## PAGE EXTRACT
Few artists in popular music have roamed as restlessly as
Linda Ronstadt. Since the mid-'80s, when she broke away from her sure-fire SoCal
pop/rock formula long enough to team with the legendary arranger
Nelson Riddle for a trio of
pop standards albums,
Ronstadt has continued to diversify: a couple of Spanish-language albums here, a kids' set there, a Christmas album, an outing with
Dolly Parton and
Emmylou Harris.
Adieu False Heart is yet another detour down a side road for
Ronstadt: a full-fledged collaboration with
Ann Savoy, a mainstay of the
Savoy-Doucet Cajun Band, one of the most respected bands within that genre.

## GIVEN ENTRIES
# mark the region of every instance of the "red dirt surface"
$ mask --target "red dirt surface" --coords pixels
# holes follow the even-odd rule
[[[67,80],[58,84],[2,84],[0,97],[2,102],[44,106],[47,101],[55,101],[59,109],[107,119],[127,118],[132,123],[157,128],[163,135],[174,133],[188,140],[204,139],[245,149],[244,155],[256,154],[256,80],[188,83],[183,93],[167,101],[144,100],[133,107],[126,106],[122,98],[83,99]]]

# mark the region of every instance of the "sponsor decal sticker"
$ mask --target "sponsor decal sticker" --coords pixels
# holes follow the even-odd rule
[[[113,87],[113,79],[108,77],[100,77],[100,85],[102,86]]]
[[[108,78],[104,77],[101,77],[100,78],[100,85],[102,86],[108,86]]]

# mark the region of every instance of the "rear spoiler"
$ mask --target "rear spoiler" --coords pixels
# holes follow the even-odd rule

## DIRECTIONS
**a)** List every person named in the Ronstadt passage.
**b)** According to the Ronstadt passage, which band is Ann Savoy a mainstay of?
**c)** Update the Ronstadt passage, beginning at "Few artists in" and stopping after "within that genre.", with "legendary" changed to "renowned".

## TASK-BY-TASK SOLUTIONS
**a)** Linda Ronstadt, Nelson Riddle, Dolly Parton, Emmylou Harris, Ann Savoy

**b)** The Savoy-Doucet Cajun Band.

**c)**
Few artists in popular music have roamed as restlessly as
Linda Ronstadt. Since the mid-'80s, when she broke away from her sure-fire SoCal
pop/rock formula long enough to team with the renowned arranger
Nelson Riddle for a trio of
pop standards albums,
Ronstadt has continued to diversify: a couple of Spanish-language albums here, a kids' set there, a Christmas album, an outing with
Dolly Parton and
Emmylou Harris.
Adieu False Heart is yet another detour down a side road for
Ronstadt: a full-fledged collaboration with
Ann Savoy, a mainstay of the
Savoy-Doucet Cajun Band, one of the most respected bands within that genre.